Write out every line of the records below as a numbered list, skipping any blank lines.
==== Data for this exercise ====
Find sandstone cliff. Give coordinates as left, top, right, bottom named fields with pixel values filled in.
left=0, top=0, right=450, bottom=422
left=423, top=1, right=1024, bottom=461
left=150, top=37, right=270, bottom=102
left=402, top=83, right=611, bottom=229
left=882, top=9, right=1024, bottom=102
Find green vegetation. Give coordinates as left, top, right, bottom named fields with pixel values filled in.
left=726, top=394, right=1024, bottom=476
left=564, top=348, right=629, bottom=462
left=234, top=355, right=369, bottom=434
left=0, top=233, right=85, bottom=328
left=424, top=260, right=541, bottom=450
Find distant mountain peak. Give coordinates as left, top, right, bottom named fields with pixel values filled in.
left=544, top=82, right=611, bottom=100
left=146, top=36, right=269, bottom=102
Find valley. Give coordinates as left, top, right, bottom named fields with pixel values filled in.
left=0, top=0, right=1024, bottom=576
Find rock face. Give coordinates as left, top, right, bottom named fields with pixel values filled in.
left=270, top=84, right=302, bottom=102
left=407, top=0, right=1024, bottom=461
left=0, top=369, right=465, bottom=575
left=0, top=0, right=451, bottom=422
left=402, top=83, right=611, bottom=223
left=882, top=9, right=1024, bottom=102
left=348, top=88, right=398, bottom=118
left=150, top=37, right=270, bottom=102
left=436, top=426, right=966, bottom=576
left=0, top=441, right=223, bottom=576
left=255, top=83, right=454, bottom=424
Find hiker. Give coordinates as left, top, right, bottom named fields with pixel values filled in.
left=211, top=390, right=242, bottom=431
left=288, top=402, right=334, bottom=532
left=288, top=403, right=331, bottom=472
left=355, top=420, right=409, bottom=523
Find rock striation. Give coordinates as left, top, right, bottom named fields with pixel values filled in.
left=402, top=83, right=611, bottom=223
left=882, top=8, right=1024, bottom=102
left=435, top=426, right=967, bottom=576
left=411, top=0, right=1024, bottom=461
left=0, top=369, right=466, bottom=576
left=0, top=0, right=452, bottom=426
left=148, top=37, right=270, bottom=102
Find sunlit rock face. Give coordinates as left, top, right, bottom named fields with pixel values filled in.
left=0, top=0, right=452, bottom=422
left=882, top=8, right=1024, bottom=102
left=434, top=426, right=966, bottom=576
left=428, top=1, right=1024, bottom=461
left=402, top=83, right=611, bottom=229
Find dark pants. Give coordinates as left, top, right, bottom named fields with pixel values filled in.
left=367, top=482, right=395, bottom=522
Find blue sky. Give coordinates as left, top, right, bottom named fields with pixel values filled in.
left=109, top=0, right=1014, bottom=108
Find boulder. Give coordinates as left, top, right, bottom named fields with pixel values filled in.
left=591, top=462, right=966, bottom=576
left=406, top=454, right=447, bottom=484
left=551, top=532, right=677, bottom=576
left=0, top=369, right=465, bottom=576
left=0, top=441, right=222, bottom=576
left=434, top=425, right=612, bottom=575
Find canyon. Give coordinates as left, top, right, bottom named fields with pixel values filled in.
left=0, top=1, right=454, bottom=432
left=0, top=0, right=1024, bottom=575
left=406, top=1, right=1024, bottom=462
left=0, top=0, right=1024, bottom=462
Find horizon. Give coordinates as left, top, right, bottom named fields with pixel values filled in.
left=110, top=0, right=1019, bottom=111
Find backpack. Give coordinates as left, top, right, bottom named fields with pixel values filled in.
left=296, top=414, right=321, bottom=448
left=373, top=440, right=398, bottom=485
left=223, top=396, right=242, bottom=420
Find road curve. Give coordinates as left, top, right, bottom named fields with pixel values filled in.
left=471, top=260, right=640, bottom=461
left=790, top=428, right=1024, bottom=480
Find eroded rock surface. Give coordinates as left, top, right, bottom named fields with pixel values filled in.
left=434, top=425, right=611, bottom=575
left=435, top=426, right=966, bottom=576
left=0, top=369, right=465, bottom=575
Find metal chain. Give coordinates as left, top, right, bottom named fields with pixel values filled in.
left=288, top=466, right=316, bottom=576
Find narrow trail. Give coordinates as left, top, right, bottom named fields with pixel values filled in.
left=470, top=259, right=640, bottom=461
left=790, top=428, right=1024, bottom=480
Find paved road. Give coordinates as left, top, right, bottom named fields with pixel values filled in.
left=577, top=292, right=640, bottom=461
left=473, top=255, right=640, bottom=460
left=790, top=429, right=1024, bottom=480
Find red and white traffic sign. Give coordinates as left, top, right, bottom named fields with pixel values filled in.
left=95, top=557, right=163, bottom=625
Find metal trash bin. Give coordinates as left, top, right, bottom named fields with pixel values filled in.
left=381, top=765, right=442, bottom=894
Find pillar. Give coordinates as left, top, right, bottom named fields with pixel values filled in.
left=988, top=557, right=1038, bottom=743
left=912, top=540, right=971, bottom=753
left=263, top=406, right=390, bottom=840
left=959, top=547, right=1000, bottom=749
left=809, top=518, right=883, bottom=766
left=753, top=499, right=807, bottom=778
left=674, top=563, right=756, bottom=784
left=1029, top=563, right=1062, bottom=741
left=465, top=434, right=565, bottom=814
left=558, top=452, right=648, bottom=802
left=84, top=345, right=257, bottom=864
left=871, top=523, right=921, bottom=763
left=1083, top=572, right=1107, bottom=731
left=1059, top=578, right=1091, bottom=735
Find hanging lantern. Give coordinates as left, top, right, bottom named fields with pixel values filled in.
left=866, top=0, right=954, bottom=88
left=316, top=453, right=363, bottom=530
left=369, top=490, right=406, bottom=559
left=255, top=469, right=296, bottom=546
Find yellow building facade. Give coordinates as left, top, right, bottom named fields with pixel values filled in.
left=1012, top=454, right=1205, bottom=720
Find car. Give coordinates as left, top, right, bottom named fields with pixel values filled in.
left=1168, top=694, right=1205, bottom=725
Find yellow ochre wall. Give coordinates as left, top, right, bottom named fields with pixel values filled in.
====
Exercise answer:
1. Find sandstone cliff. Give coordinates as left, top, right, bottom named fields with pixel values filled in.
2. left=0, top=0, right=450, bottom=422
3. left=423, top=1, right=1024, bottom=461
4. left=150, top=37, right=270, bottom=102
5. left=402, top=83, right=611, bottom=229
6. left=882, top=9, right=1024, bottom=102
7. Find green vegetation. Give coordinates as left, top, right, bottom named fields with pixel values filled in.
8. left=726, top=394, right=1024, bottom=476
9. left=564, top=348, right=629, bottom=462
10. left=234, top=355, right=369, bottom=434
11. left=0, top=233, right=85, bottom=328
12. left=424, top=260, right=541, bottom=450
13. Find distant mountain peak. Give coordinates as left, top, right, bottom named fields with pixel values filled in.
14. left=544, top=82, right=611, bottom=100
15. left=146, top=36, right=269, bottom=102
16. Find valley. Give coordinates as left, top, right, bottom named fields with pixel values filled in.
17. left=0, top=0, right=1024, bottom=576
18. Find rock face. Give coordinates as left, top, right, bottom named fields with pixel values filled in.
19. left=270, top=84, right=302, bottom=102
20. left=407, top=0, right=1024, bottom=461
21. left=0, top=369, right=465, bottom=575
22. left=0, top=0, right=451, bottom=422
23. left=402, top=83, right=611, bottom=223
24. left=882, top=9, right=1024, bottom=102
25. left=348, top=88, right=398, bottom=118
26. left=150, top=37, right=270, bottom=102
27. left=436, top=426, right=966, bottom=576
28. left=0, top=441, right=223, bottom=576
29. left=255, top=83, right=454, bottom=424
30. Find hiker. Give coordinates as left, top, right, bottom named fields with pixel values filled in.
31. left=211, top=390, right=242, bottom=431
32. left=288, top=402, right=334, bottom=532
33. left=288, top=403, right=331, bottom=472
34. left=355, top=420, right=409, bottom=523
35. Find rock striation. Give coordinates as left, top, right, bottom named fields with pixel values filled in.
36. left=402, top=83, right=611, bottom=223
37. left=882, top=8, right=1024, bottom=102
38. left=435, top=426, right=967, bottom=576
39. left=411, top=0, right=1024, bottom=461
40. left=0, top=369, right=466, bottom=576
41. left=0, top=0, right=452, bottom=426
42. left=148, top=37, right=270, bottom=102
43. Find sunlit rock face. Give coordinates as left, top, right, bottom named fields with pixel values filled in.
44. left=0, top=0, right=452, bottom=422
45. left=882, top=8, right=1024, bottom=102
46. left=434, top=426, right=966, bottom=576
47. left=428, top=1, right=1024, bottom=461
48. left=402, top=83, right=611, bottom=229
49. Find dark pants. Give coordinates as left, top, right, bottom named fields with pixel values filled in.
50. left=367, top=482, right=395, bottom=522
51. Find blue sky. Give coordinates as left, top, right, bottom named fields with pixel values filled in.
52. left=109, top=0, right=1014, bottom=108
53. Find boulder. Give coordinates as left, top, right, bottom named fields with pixel values filled in.
54. left=591, top=462, right=966, bottom=576
55. left=406, top=454, right=447, bottom=484
56. left=551, top=532, right=677, bottom=576
57. left=0, top=369, right=465, bottom=576
58. left=0, top=441, right=222, bottom=576
59. left=434, top=425, right=612, bottom=575
60. Find canyon. Give coordinates as left, top, right, bottom named fields with pixel values filled in.
61. left=0, top=1, right=454, bottom=432
62. left=0, top=0, right=1024, bottom=575
63. left=406, top=1, right=1024, bottom=462
64. left=0, top=0, right=1024, bottom=462
65. Find horizon. Give coordinates as left, top, right, bottom named fields with pixel values filled in.
66. left=110, top=0, right=1019, bottom=111
67. Find backpack. Give coordinates as left, top, right, bottom named fields with pixel values filled in.
68. left=296, top=414, right=321, bottom=448
69. left=373, top=440, right=398, bottom=485
70. left=223, top=396, right=242, bottom=420
71. Find road curve. Give coordinates as left, top, right, bottom named fields with pixel values filled in.
72. left=471, top=260, right=640, bottom=461
73. left=790, top=428, right=1024, bottom=480
74. Find eroded rock surface. Give coordinates as left, top, right, bottom named fields with pixel values filled in.
75. left=434, top=425, right=611, bottom=575
76. left=435, top=426, right=966, bottom=576
77. left=0, top=369, right=465, bottom=575
78. Find metal chain. Give coordinates as left, top, right, bottom named fields with pixel values filled in.
79. left=288, top=466, right=316, bottom=576
80. Find narrow trail. Give coordinates as left, top, right, bottom named fields with pixel values filled in.
81. left=470, top=259, right=640, bottom=461
82. left=790, top=428, right=1024, bottom=480
83. Find paved road. Give coordinates as left, top, right, bottom named fields with pixel values filled in.
84. left=577, top=292, right=640, bottom=461
85. left=473, top=255, right=640, bottom=460
86. left=790, top=429, right=1024, bottom=480
87. Find red and white traffic sign. Give coordinates as left, top, right, bottom named fields with pixel values filled in.
88. left=95, top=557, right=163, bottom=625
89. Find metal trash bin. Give coordinates as left, top, right, bottom named fields with pixel values filled in.
90. left=381, top=765, right=442, bottom=894
91. Find pillar. Give coordinates as left, top, right, bottom named fields with pixel values filled in.
92. left=988, top=557, right=1038, bottom=743
93. left=912, top=540, right=971, bottom=753
94. left=263, top=406, right=390, bottom=840
95. left=959, top=547, right=1000, bottom=749
96. left=809, top=518, right=883, bottom=766
97. left=753, top=499, right=807, bottom=778
98. left=674, top=563, right=756, bottom=784
99. left=1029, top=563, right=1062, bottom=741
100. left=465, top=434, right=565, bottom=814
101. left=558, top=452, right=648, bottom=802
102. left=84, top=345, right=257, bottom=864
103. left=871, top=523, right=921, bottom=763
104. left=1083, top=572, right=1107, bottom=731
105. left=1059, top=578, right=1091, bottom=735
106. Find hanging lantern. Give coordinates as left, top, right, bottom named fields with pixel values filled in.
107. left=866, top=0, right=954, bottom=88
108. left=316, top=453, right=363, bottom=530
109. left=369, top=490, right=406, bottom=559
110. left=255, top=469, right=296, bottom=546
111. Find yellow building facade. Give coordinates as left, top, right, bottom named fields with pixel values filled in.
112. left=1012, top=454, right=1205, bottom=720
113. Find car. Give coordinates as left, top, right, bottom named fields with pixel values filled in.
114. left=1168, top=694, right=1205, bottom=725
115. Find yellow ochre wall. Give coordinates as left, top, right, bottom named fields with pixel values filled in.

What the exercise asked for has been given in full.